• Kutipan Pilihan

——

Berdagang dengan cara mereka sendiri, yang penting barang dagangan habis
terjual?
Mungkin
bukan itu saja, pelabuhan juga adalah tempat transaksi cinta, tempatnya para
calo, dan pokonya tempat yang paling menakutkan. Coba saja kita bayangkan,
setiap saat pelabuhan tidak pernah sepi, baik pagi, siang, sore, malam, subuh,
bahkan waktu sholatpun. Kalau saja isinya adalah orang yang jujur dan baik,
niscaya aku akan merindukan pelabuhan karena ia adalah tempat hiburan yang
mengasyikan. Tempat dimana inspirasi social akan banyak aku dapatkan.
Orang-orang yang sudah tua, ubanan, dengan gagahnya memikul berkarung-karung
beras. Ya, kuli bangunan bukan lagi diisi orang muda lagi kuat, tapi orang tua
yang sudah beruban. Padahal tidak banyak yang bisa mereka lakukan, memaksakan
kehendak saja.
Apalagi
aku lihat nenek-nenek renta masih saja berpanas-panasan hanya untuk menjual
sayur yang mereka tanam sendiri, tidaklah setimpal aku kira dengan uang yang
mereka dapatkan. Adik-adik kecil yang masih terbata menata hidup saban hari aku
lihat rela membohongi dirinya sendiri dan orang lain dengan berpura-pura
menjadi anak cacat agar orang iba lalu memberikan sereceh uang yang mereka
gunakan untuk makan.
Pelabuhan,
mengapa kau rela dilumuri dengan ketipuan? Apakah memang kodratmu sebagai
tempat setan? Entahlah, pelabuhan, pasar, pencuri, pengemis, penipu, menyatu
menjadi yang sangat menakutkan.
Tak
heran kalau banyak cerita tentang pasar di pelabuhan. Tempat bertumpuknya
sampah yang berkali-kali diberitakan di Koran, di televisi, namun tak pernah
juga dicarikan solusi. Tempat motor yang parkir berantakan. Seolah
pemerintahpun ikut menikmati keadaannya seperti itu. Ya, pemerintah pun ikut
menikmatinya. Lihat saja di pelabuhan Tembilahan itu didirikan sebuah bangunan
besar yang mereka sebut dengan pasar rakyat. Pasar tempat para rakyat merayakan
hasil jerih mereka dengan berpoya-poya. Bukan di pasarnya itu, tapi di atas
gedung tingkat tiganya yang hancur moral penghuninya. Siang boleh sunyi, tapi
malam bersempit sempit hanya untuk memuaskan hawa nafsu pendatangnya.

——

• Kumpulan Tugas
A. Sebutkan semua waktu yang disebut dalam kutipan tentang pelabuhan sebagai saat pelabuhan tidak pernah sepi.
B. Menurut kutipan tentang pelabuhan, apa sebutan bagi bangunan besar yang didirikan di pelabuhan Tembilahan?
C. Tuliskan kembali bagian kutipan tentang pelabuhan yang dimulai pada kata-kata "Berdagang dengan cara" dan berhenti setelah "kehendak saja.".

——

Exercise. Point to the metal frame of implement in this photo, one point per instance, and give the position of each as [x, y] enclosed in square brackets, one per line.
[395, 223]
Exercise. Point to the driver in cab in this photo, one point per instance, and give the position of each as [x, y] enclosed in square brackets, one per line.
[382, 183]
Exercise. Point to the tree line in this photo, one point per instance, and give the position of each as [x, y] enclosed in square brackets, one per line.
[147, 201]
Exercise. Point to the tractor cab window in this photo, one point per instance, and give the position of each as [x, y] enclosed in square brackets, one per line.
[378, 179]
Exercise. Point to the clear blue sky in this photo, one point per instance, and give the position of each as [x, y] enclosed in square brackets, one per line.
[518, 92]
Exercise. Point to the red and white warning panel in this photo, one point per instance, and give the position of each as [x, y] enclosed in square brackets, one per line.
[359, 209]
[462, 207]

——

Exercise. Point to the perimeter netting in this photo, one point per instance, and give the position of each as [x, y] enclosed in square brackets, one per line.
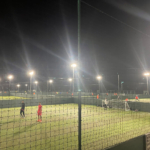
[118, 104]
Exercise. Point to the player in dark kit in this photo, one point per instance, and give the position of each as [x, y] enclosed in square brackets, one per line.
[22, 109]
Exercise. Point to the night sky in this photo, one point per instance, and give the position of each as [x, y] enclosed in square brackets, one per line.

——

• Jawaban Tugas
A. Pagi, siang, sore, malam, subuh, dan waktu sholat.

B. Pasar rakyat.

C.
Berdagang dengan cara mereka sendiri, yang penting barang dagangan habis
terjual?
Mungkin
bukan itu saja, pelabuhan juga adalah tempat transaksi cinta, tempatnya para
calo, dan pokonya tempat yang paling menakutkan. Coba saja kita bayangkan,
setiap saat pelabuhan tidak pernah sepi, baik pagi, siang, sore, malam, subuh,
bahkan waktu sholatpun. Kalau saja isinya adalah orang yang jujur dan baik,
niscaya aku akan merindukan pelabuhan karena ia adalah tempat hiburan yang
mengasyikan. Tempat dimana inspirasi social akan banyak aku dapatkan.
Orang-orang yang sudah tua, ubanan, dengan gagahnya memikul berkarung-karung
beras. Ya, kuli bangunan bukan lagi diisi orang muda lagi kuat, tapi orang tua
yang sudah beruban. Padahal tidak banyak yang bisa mereka lakukan, memaksakan
kehendak saja.